In a second example, a Wikileaks cable has revealed that in 2008, Japanese MP Taro Kono warned U.S. diplomats that the Japanese Ministry of Economy, Industry and Trade had been "covering up nuclear accidents and obscuring the true costs and problems associated with the nuclear industry."
And many believe the true health impact of radiation leaks has never been properly acknowledged. Greenpeace has called the official UN sanctioned Chernobyl death toll a "gross underestimate" and has put the figure to at least 100,000 fatal cancers.
The situation at Fukushima is still volatile and workers still battling a more severe radiation leak. The fear is that the worst is still to come. As The Guardian’s Sample has explained, any explosion could launch uranium and plutonium fuel into the air - fears raised by speculation on Mar. 25 about serious cracks in the reactors containment walls.
"These would remain as particles and would settle near the plant. They are grim environmental contaminants, and could see vast areas ruled out of bounds," he says, but adds that, "they are only a serious problem to people if they are ingested or inhaled.’ Once again, the message seems to be that the danger is unlikely to extend beyond the immediate area.
So what to conclude in this most complicated and emotive of issues? One thing is that we don’t know enough about radiation, and that has caused hysterical reactions outside Japan. In the United States, food supplement outlets, including a company calling itself "nuke-pills," have run out of the potassium iodine, because they just haven’t been able to keep up with the massive surge in demand. Doctors have advised that taking such pills when not exposed to large doses of radiation could be detrimental to the thyroid gland. Chinese supermarket shoppers have been scrumming to get hold of simple iodized salt which experts say wouldn’t help against radiation poisoning anyway.
In Austria, eight times zones away from the disaster area, shoppers have reportedly been buying Geiger counters to measure the risk they face.

######

Assignment 1: Rewrite the paragraph of the article on radiation fears that begins "So what to conclude" as a short bulleted list that keeps its main facts.
Assignment 2: In the article on radiation fears, what minimum number of fatal cancers does Greenpeace give for Chernobyl?
Assignment 3: From the article on radiation fears, output the passage that begins at the words "And many believe" and stops after "100,000 fatal cancers.".
The lines after this article on radiation fears come from a separate source.

Record set:
######

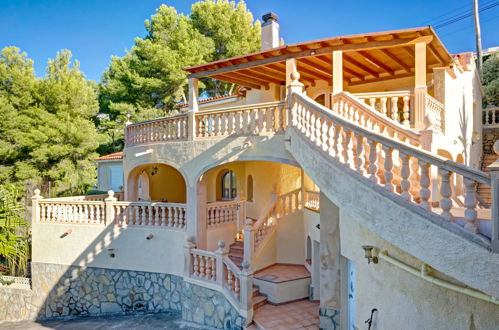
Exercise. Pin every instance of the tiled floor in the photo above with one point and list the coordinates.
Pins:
(301, 314)
(282, 273)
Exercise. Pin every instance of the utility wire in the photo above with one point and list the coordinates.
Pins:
(466, 15)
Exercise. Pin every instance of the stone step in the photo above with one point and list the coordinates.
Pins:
(259, 301)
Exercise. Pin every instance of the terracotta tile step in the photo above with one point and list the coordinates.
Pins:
(259, 301)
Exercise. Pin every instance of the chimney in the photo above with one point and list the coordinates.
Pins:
(270, 31)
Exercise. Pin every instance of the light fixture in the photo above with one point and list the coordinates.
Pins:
(154, 170)
(111, 253)
(368, 254)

######

Output 1:
- Too little is known about radiation, and this has led to hysterical reactions outside Japan.
- In the United States, food supplement outlets, including one called "nuke-pills," have sold out of potassium iodine because demand surged.
- Doctors have warned that taking such pills without exposure to large radiation doses could harm the thyroid gland.
- Chinese supermarket shoppers have scrambled for iodized salt, which experts say would not help against radiation poisoning.

Output 2: At least 100,000 fatal cancers.

Output 3:
And many believe the true health impact of radiation leaks has never been properly acknowledged. Greenpeace has called the official UN sanctioned Chernobyl death toll a "gross underestimate" and has put the figure to at least 100,000 fatal cancers.